Document text:

____________

But by 2030, the bill would reduce resources for the bottom 40% of households, if you take into account both taxes saved as well as transfers reduced. Principally in the form of Medicaid and SNAP, the bottom 40% will lose about $1,000 a year. That’s mostly because some of the tax benefits that they otherwise would have enjoyed before 2030 – such as no tax on tips and overtime – pretty much wear off by that point.
Loney: There is a lot of discussion about the extension of the Tax Cut and Jobs Act and its potential benefits that the Trump administration has listed. But many people say that while there may be some benefit, it may not be as strong a benefit as what maybe people would like to see.
Smetters: The administration has greatly embellished the economic benefits of this bill. In particular, they went as far as to say that it would grow the economy and the tax base so much that the bill would pay for itself. [They said] the economy would grow so much that it would then bring down the debt-to-GDP ratio, which without this bill is already increasing. Even before this became current law, we had an exploding debt-to-GDP ratio over time. They’re saying this bill will create so much revenue that it will even turn that around – it was just over the top. There’s really no rational economic model that can justify that type of conclusion. Most groups, including us, concluded that the economic impacts [of the bill] are pretty modest. You could go plus or negative in the first 10 years, but it’s roughly around zero.
Loney: Part of the conversation also is the revenues that will be coming in from tariffs. But that has a small impact on the overall revenues over the next several years – correct?
Smetters: Right. For this particular bill, they can’t count that money in any way, because that money would have been attributed to what’s called an executive action or executive order. So, for the purpose of this bill, [the additional revenues from tariffs] would be excluded. It’s already part of what we call the baseline. But who knows where that money would come down to?
The April 2 [proposed tariff] rates almost created a meltdown of the financial markets. That would have raised potentially $4 billion to $5 trillion over 10 years, but at the same time crushed the economy. If we look at more modest rates, they’re potentially looking at about a couple of trillion dollars over 10 years.

____________

Problem requirements:
Return the interview excerpt on the tax bill above in full, reproducing every word and punctuation mark without change.

____________

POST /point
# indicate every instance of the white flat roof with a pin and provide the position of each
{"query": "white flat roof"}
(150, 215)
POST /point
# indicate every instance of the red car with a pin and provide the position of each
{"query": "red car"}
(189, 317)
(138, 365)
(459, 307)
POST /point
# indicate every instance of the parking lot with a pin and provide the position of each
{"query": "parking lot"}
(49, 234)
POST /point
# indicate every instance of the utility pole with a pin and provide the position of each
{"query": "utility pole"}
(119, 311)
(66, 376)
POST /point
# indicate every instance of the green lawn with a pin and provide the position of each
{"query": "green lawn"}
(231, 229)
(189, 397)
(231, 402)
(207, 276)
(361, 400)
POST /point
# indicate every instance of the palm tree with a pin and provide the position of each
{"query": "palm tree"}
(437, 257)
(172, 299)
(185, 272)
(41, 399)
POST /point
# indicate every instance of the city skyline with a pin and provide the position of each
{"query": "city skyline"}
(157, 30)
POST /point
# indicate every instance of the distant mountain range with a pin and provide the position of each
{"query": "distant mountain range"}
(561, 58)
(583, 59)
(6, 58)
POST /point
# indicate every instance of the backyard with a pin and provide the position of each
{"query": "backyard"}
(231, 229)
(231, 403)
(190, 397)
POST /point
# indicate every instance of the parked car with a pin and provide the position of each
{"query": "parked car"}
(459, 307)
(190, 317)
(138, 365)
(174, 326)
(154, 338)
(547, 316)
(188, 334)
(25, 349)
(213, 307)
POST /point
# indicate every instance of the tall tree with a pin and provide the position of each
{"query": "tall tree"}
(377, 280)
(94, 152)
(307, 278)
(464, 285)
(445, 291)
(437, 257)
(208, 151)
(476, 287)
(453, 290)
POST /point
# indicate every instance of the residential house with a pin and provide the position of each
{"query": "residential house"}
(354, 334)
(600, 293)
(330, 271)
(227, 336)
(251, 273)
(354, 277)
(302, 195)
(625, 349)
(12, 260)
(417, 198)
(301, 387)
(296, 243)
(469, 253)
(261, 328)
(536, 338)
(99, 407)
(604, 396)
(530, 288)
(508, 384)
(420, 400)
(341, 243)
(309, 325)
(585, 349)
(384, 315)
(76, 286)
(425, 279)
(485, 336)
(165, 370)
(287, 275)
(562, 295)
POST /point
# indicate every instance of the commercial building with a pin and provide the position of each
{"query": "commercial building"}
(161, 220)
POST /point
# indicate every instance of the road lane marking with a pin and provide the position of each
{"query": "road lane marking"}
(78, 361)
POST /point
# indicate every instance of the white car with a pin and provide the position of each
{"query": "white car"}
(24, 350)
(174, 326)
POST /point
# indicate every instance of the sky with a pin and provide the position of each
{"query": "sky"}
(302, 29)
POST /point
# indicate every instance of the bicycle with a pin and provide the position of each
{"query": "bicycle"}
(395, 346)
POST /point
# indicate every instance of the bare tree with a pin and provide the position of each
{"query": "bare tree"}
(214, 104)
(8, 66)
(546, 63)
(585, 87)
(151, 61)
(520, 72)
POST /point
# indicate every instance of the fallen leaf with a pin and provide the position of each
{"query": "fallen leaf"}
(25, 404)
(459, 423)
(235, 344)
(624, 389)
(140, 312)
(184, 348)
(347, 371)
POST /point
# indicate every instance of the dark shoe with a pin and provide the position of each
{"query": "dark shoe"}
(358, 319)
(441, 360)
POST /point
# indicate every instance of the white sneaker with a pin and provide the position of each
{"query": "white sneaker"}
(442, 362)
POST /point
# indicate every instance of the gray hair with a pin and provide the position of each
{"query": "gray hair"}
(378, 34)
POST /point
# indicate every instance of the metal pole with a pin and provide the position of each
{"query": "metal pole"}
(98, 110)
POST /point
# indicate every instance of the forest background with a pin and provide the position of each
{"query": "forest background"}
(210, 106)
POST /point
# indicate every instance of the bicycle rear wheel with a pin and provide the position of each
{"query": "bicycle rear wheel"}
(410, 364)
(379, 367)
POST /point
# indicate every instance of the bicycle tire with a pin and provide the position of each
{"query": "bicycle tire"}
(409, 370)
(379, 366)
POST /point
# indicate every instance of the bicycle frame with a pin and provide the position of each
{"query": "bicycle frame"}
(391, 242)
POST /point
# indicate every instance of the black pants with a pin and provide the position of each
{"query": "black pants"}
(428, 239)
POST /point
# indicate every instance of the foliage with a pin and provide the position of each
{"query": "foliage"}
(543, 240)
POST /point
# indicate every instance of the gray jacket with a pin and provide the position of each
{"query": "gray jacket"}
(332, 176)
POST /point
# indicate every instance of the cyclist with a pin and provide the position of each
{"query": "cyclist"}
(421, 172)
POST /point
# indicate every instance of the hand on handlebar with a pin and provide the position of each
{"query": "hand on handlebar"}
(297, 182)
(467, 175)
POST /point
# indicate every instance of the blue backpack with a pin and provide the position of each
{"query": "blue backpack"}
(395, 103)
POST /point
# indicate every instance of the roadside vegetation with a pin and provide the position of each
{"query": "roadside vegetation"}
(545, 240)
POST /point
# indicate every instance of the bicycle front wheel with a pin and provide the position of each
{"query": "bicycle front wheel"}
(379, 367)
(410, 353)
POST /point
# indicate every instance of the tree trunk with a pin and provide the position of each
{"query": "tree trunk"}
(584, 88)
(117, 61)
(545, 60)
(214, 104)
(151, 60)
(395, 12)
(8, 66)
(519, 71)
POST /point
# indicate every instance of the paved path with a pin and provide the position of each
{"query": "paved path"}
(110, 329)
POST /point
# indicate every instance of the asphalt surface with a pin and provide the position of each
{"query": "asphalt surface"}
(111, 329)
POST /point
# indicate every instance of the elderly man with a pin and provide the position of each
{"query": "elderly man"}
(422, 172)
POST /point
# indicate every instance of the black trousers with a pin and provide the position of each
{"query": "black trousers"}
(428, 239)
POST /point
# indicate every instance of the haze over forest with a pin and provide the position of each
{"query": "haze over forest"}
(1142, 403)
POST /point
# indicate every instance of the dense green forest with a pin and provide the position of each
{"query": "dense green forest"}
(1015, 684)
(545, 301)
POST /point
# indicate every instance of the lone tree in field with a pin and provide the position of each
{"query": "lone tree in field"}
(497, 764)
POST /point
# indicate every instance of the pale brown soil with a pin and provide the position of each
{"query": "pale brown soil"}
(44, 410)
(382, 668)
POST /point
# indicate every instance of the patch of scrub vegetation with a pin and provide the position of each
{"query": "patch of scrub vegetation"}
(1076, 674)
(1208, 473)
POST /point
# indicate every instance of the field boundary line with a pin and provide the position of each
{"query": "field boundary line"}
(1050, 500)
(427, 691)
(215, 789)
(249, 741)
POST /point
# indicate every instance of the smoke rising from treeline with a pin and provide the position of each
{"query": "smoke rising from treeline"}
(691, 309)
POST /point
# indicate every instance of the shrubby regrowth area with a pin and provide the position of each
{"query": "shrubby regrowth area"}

____________

Exercise result:
But by 2030, the bill would reduce resources for the bottom 40% of households, if you take into account both taxes saved as well as transfers reduced. Principally in the form of Medicaid and SNAP, the bottom 40% will lose about $1,000 a year. That’s mostly because some of the tax benefits that they otherwise would have enjoyed before 2030 – such as no tax on tips and overtime – pretty much wear off by that point.
Loney: There is a lot of discussion about the extension of the Tax Cut and Jobs Act and its potential benefits that the Trump administration has listed. But many people say that while there may be some benefit, it may not be as strong a benefit as what maybe people would like to see.
Smetters: The administration has greatly embellished the economic benefits of this bill. In particular, they went as far as to say that it would grow the economy and the tax base so much that the bill would pay for itself. [They said] the economy would grow so much that it would then bring down the debt-to-GDP ratio, which without this bill is already increasing. Even before this became current law, we had an exploding debt-to-GDP ratio over time. They’re saying this bill will create so much revenue that it will even turn that around – it was just over the top. There’s really no rational economic model that can justify that type of conclusion. Most groups, including us, concluded that the economic impacts [of the bill] are pretty modest. You could go plus or negative in the first 10 years, but it’s roughly around zero.
Loney: Part of the conversation also is the revenues that will be coming in from tariffs. But that has a small impact on the overall revenues over the next several years – correct?
Smetters: Right. For this particular bill, they can’t count that money in any way, because that money would have been attributed to what’s called an executive action or executive order. So, for the purpose of this bill, [the additional revenues from tariffs] would be excluded. It’s already part of what we call the baseline. But who knows where that money would come down to?
The April 2 [proposed tariff] rates almost created a meltdown of the financial markets. That would have raised potentially $4 billion to $5 trillion over 10 years, but at the same time crushed the economy. If we look at more modest rates, they’re potentially looking at about a couple of trillion dollars over 10 years.